(Collected data)
┄┄┄┄┄┄┄┄┄┄

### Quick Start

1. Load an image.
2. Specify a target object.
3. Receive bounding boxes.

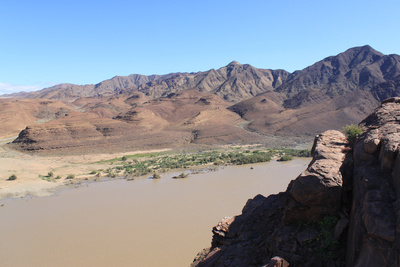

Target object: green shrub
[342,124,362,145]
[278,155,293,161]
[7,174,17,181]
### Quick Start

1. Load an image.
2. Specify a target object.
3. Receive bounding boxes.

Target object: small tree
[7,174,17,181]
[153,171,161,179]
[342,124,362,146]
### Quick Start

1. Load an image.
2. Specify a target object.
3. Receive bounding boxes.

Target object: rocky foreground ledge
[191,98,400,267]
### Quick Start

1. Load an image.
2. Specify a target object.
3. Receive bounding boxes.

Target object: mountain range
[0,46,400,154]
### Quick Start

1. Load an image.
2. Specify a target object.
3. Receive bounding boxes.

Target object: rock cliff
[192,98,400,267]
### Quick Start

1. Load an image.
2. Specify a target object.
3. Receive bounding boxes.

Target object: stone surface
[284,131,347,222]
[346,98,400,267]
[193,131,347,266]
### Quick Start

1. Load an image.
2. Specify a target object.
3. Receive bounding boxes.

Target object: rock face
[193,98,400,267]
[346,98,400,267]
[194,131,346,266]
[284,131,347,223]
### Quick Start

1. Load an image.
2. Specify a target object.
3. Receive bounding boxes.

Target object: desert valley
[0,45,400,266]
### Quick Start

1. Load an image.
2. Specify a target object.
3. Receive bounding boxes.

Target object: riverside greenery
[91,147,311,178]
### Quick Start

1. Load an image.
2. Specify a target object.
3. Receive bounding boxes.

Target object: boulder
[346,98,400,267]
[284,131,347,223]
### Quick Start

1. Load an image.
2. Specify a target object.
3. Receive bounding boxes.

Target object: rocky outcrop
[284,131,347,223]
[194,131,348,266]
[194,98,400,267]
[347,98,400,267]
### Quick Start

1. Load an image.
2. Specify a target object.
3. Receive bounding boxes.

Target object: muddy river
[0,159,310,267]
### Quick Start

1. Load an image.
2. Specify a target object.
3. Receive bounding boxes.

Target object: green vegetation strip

┄┄┄┄┄┄┄┄┄┄

#### Exercise instructions
Copy the whole listing above line for line, without the pictures.

#### Written solution
### Quick Start

1. Load an image.
2. Specify a target object.
3. Receive bounding boxes.


Target object: green shrub
[342,124,362,145]
[278,155,293,161]
[7,174,17,181]
### Quick Start

1. Load an image.
2. Specify a target object.
3. Receive bounding boxes.

Target object: small tree
[7,174,17,181]
[153,171,161,179]
[342,124,362,146]
### Quick Start

1. Load an image.
2. Specify a target object.
3. Receive bounding boxes.

Target object: rocky foreground ledge
[191,98,400,267]
### Quick Start

1. Load an image.
2. Specify a target object.
3. Receive bounding boxes.

Target object: mountain range
[0,46,400,154]
### Quick Start

1. Load an image.
2. Specify a target object.
3. Receive bounding boxes.

Target object: rock cliff
[192,98,400,267]
### Quick Start

1. Load an image.
2. Specify a target object.
3. Receive bounding boxes.

Target object: stone surface
[284,131,347,222]
[346,98,400,267]
[193,131,347,266]
### Quick Start

1. Load an image.
2. Specify a target object.
3. Receive bounding boxes.

Target object: rock face
[193,98,400,267]
[346,98,400,267]
[194,131,346,266]
[284,131,347,223]
### Quick Start

1. Load an image.
2. Specify a target object.
3. Receive bounding boxes.

Target object: desert valley
[0,45,400,266]
### Quick Start

1. Load an image.
2. Specify a target object.
3. Receive bounding boxes.

Target object: riverside greenery
[91,147,311,178]
### Quick Start

1. Load an image.
2. Specify a target object.
3. Receive bounding boxes.

Target object: boulder
[346,98,400,267]
[284,131,347,223]
### Quick Start

1. Load an image.
2. Specify a target object.
3. Receive bounding boxes.

Target object: rocky outcrop
[284,131,347,223]
[194,131,348,266]
[194,98,400,267]
[347,98,400,267]
### Quick Start

1. Load an image.
2. Specify a target object.
3. Receive bounding boxes.

Target object: muddy river
[0,159,310,267]
### Quick Start

1. Load an image.
2. Specify a target object.
3. Receive bounding boxes.

Target object: green vegetation strip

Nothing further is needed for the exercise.